## SET PROBLEM
Copy out every line of the records below word for word, leaving out the pictures.

[start TASK INPUTS]

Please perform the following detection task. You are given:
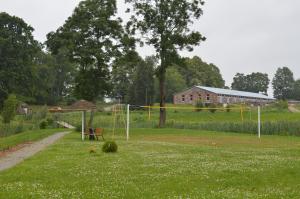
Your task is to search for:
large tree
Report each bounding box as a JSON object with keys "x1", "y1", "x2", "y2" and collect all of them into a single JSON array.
[
  {"x1": 127, "y1": 57, "x2": 156, "y2": 105},
  {"x1": 166, "y1": 67, "x2": 187, "y2": 103},
  {"x1": 0, "y1": 12, "x2": 40, "y2": 107},
  {"x1": 272, "y1": 67, "x2": 295, "y2": 100},
  {"x1": 112, "y1": 51, "x2": 143, "y2": 103},
  {"x1": 125, "y1": 0, "x2": 205, "y2": 127},
  {"x1": 293, "y1": 79, "x2": 300, "y2": 100},
  {"x1": 231, "y1": 72, "x2": 270, "y2": 94},
  {"x1": 31, "y1": 50, "x2": 75, "y2": 105},
  {"x1": 46, "y1": 0, "x2": 132, "y2": 101}
]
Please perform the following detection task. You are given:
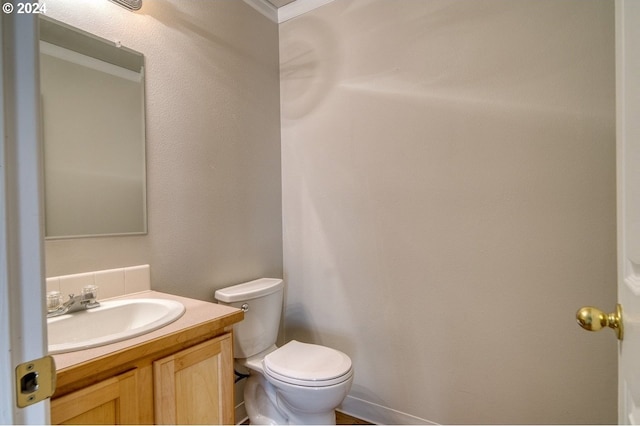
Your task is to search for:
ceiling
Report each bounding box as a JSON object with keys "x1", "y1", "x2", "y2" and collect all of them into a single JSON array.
[
  {"x1": 267, "y1": 0, "x2": 295, "y2": 7},
  {"x1": 244, "y1": 0, "x2": 334, "y2": 23}
]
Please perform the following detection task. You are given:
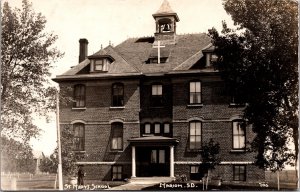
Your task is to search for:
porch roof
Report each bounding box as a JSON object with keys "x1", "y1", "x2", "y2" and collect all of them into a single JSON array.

[end TASK INPUTS]

## SOLUTION TO THE PROBLEM
Please perform the following detection task. You are given:
Your task is to search for:
large tree
Report each bounding box as a JSON object with keys "x1", "y1", "x2", "y2" and collect all of them into a single JSON array.
[
  {"x1": 127, "y1": 57, "x2": 156, "y2": 105},
  {"x1": 166, "y1": 67, "x2": 187, "y2": 103},
  {"x1": 0, "y1": 12, "x2": 40, "y2": 107},
  {"x1": 272, "y1": 67, "x2": 295, "y2": 100},
  {"x1": 112, "y1": 51, "x2": 143, "y2": 103},
  {"x1": 125, "y1": 0, "x2": 205, "y2": 127},
  {"x1": 293, "y1": 79, "x2": 300, "y2": 100},
  {"x1": 231, "y1": 72, "x2": 270, "y2": 94},
  {"x1": 31, "y1": 50, "x2": 75, "y2": 105},
  {"x1": 46, "y1": 0, "x2": 132, "y2": 101}
]
Please perform the following detection task. You are given:
Your task is to search for:
ceiling
Report each bounding box as a JSON object with keys "x1", "y1", "x2", "y2" and collect all of them into a single JSON array.
[
  {"x1": 267, "y1": 0, "x2": 295, "y2": 7},
  {"x1": 244, "y1": 0, "x2": 334, "y2": 23}
]
Please perform the following detection task. You are given:
Your task is to search for:
porch roof
Report each bounding box as a JSON object with keys "x1", "y1", "x2", "y2" and collect all of them into a single JSON array.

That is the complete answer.